Document extract:
★ ★ ★ ★ ★ ★ ★
Lithuania is not able to verify whether food of non-animal origin is produced in compliance with EU regulations to prevent contamination with pathogens, according to a recent audit report.
DG Sante, the unit behind the European Commission’s policies on health and food safety, found non-compliances are rarely detected by official controls and enforcement is seriously affected.
The audit in September 2019 included visits to a farm producing strawberries and one for sea buckthorn, a green leafy vegetables farm, a processor of frozen berries, of green vegetables and of lettuce, and two approved sprout-producing establishments.
The aim was to assess the system of official controls in food hygiene to prevent microbiological contamination in production of food of non-animal origin (FNAO), looking at primary production, frozen products, sprouts and seeds intended for sprouting.
To try and improve, Lithuania revealed the State Food and Veterinary Service (VMVT) will verify inspections by local authorities between January and October 2020 at non-animal food production and primary production factories as well as providing training and written advice.
Lack of training and experience
The audit found the official control system has gaps related to providing instructions, technical support and staff training. This means controls cannot be implemented effectively and the system does not allow inspectors to maintain sufficient experience to perform effective controls.
★ ★ ★ ★ ★ ★ ★
Extracted material:

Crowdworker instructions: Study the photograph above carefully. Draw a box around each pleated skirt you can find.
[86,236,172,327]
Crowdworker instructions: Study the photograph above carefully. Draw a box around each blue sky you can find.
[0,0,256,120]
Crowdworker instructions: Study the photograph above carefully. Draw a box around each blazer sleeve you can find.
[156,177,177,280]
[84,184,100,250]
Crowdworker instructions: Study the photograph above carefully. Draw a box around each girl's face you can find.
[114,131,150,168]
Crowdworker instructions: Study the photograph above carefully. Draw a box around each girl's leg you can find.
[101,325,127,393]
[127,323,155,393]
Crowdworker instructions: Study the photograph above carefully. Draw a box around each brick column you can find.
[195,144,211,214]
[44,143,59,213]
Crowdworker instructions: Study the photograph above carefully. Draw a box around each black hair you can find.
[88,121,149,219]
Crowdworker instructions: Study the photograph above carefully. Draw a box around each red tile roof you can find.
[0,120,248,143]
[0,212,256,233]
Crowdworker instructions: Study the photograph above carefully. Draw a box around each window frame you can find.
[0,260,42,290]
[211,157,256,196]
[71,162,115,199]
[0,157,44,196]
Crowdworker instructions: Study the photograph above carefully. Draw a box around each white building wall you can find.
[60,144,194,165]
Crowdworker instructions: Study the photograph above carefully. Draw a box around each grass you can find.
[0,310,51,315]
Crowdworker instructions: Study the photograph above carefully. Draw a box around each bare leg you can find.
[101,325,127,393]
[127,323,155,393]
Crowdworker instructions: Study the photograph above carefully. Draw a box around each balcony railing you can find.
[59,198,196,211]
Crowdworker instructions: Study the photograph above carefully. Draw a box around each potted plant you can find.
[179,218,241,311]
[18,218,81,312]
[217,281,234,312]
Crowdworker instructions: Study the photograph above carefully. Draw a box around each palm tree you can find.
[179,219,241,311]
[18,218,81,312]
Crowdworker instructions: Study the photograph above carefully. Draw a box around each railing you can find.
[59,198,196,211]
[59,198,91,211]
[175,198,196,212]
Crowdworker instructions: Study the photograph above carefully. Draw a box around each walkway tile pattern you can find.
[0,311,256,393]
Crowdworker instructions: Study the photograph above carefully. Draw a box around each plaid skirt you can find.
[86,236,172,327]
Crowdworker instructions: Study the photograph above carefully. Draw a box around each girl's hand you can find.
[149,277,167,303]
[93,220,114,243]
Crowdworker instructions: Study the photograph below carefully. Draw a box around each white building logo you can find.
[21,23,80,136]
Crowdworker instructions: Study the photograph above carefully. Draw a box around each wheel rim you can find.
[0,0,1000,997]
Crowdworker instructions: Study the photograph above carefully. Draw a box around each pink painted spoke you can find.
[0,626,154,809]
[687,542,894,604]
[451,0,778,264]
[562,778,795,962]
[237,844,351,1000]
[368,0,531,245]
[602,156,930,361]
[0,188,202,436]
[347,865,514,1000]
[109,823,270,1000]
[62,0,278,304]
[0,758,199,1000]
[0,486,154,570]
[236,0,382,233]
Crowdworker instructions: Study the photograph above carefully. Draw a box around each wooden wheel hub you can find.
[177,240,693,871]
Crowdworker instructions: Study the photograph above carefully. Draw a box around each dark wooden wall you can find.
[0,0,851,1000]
★ ★ ★ ★ ★ ★ ★
Apply what you read:
1. Which areas of food of non-animal origin production did the audit in the Lithuania food safety report look at? List them all.
2. Answer these questions from the Lithuania food safety report:
(a) In what month and year did the audit take place?
(b) Which body will verify inspections by local authorities?
(c) Between which months of 2020 will those verifications happen?
3. Carry on the report on Lithuania's food safety audit from its last sentence.
The rows are separate material and not part of the audit report.

Responses to the tasks:
1.
- Primary production
- Frozen products
- Sprouts
- Seeds intended for sprouting

2.
(a) September 2019
(b) The State Food and Veterinary Service (VMVT)
(c) January and October

3.
There was no evidence of training related to sprouts, microbiological prevention in primary production of FNAO — especially at pre-harvest stage — and/or microbiological risk management in processing plants.
Inspectors involved in official controls on FNAO do a low number of checks per year and for most, it was the first time they performed such controls on microbiological risks at the primary production level.
Based on data from Lithuanian authorities there are 584 primary producers of FNAO. DG Sante found not all food businesses within the audit’s scope had registered so they are not under official control.
When registered, for primary producers, an inspection is foreseen after six months to a year. Primary producers of leafy green vegetables and soft berries are usually classified as low or medium risk and inspected every two or three years.
Finding and acting on non-compliance
Primary production before and during harvest is not under official control and this weakens effectiveness of checks. Documentation on official controls of primary producers and processors showed that non-compliances were not often detected and, when found, rarely followed up on site.
At growers, requirements such as workers’ hygiene, use of fertilizers, irrigation water, and facilities were addressed by inspectors without going into the field. Officers do not always look for evidence such as temperature deviation and corrective actions, cleaning of equipment and irrigation water tests.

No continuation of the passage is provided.